* **Exercise**: Copy out the rows in full, starting at the first row and ending at the line containing "[[0, 161, 755, 632], [814, 268, 1120, 612]]". Increase every bounding-box coordinate in the answers by 49.

[Begin]

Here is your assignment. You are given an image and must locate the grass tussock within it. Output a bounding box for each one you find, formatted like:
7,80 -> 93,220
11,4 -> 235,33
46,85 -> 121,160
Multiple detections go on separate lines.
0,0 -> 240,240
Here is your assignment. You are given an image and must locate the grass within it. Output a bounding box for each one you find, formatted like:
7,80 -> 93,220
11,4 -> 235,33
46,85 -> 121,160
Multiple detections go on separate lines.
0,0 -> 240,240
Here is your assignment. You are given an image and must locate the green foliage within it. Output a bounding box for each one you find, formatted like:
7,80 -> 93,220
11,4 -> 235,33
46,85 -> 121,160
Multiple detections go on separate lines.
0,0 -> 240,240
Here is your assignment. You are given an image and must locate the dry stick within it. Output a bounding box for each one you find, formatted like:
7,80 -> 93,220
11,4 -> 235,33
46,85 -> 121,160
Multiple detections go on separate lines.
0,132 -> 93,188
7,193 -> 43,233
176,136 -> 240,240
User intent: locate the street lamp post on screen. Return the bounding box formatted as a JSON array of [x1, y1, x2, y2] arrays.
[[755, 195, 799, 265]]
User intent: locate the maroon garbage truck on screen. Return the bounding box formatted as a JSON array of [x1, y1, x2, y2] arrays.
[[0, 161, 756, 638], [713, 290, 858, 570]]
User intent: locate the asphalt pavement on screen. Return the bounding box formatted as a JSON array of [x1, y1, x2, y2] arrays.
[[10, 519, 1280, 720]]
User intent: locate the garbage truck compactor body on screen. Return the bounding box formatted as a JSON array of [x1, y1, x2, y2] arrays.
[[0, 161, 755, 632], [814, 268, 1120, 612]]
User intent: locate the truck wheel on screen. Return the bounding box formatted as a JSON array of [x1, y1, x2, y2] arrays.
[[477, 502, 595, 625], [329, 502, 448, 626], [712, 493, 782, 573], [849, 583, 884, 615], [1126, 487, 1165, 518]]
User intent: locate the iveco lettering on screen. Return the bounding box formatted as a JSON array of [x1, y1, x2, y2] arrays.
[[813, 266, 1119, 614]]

[End]

* **Completed exercise**:
Here is your assignment. You are given an image and must locate the grass tussock within it. Output a bounding box for each one you find, formatted like:
7,80 -> 93,220
11,4 -> 235,33
46,85 -> 121,160
Multiple detections go on separate lines.
49,49 -> 289,289
Here is your assignment. You are given an image and must locate the grass within it. Output a bounding box for each one you find, formatted like:
7,80 -> 93,220
11,4 -> 235,33
46,85 -> 121,160
Multiple detections go on separate lines.
49,49 -> 289,289
Here is your assignment. You are given an image and must locate the green foliage within it. Output a bounding box for each one you find, formatted like:
7,80 -> 93,220
11,4 -> 235,33
46,85 -> 121,160
Multiple detections go on separate lines.
49,49 -> 289,289
Here is your assignment. You are given an image and must locate the dry stick within it. Output a bounding box for each one you find, formatted like:
7,80 -> 93,220
11,4 -> 235,33
46,85 -> 121,160
Multiple detections go on separate lines.
49,181 -> 142,237
56,242 -> 92,282
225,185 -> 289,289
User intent: locate the street lamp post on screen. Return the bounding box formatted as a JSON array of [x1, y1, x2, y2] arrays.
[[804, 244, 848, 314]]
User intent: locate the maroon garbage truck on screen. Return the bounding box formatted as a JSON array of [x1, y1, x2, y2] arrays.
[[49, 210, 805, 687], [762, 339, 907, 619]]
User intent: locate the asphalt pavement on screen. Return the bounding box formatted as a JSON array of [x1, y1, x2, y2] arrays.
[[59, 568, 1329, 769]]
User intent: locate the garbage truck compactor body on screen. Return the bounding box formatted as a JSON array of [x1, y1, x2, y2] arrays.
[[49, 210, 804, 681], [863, 317, 1169, 661]]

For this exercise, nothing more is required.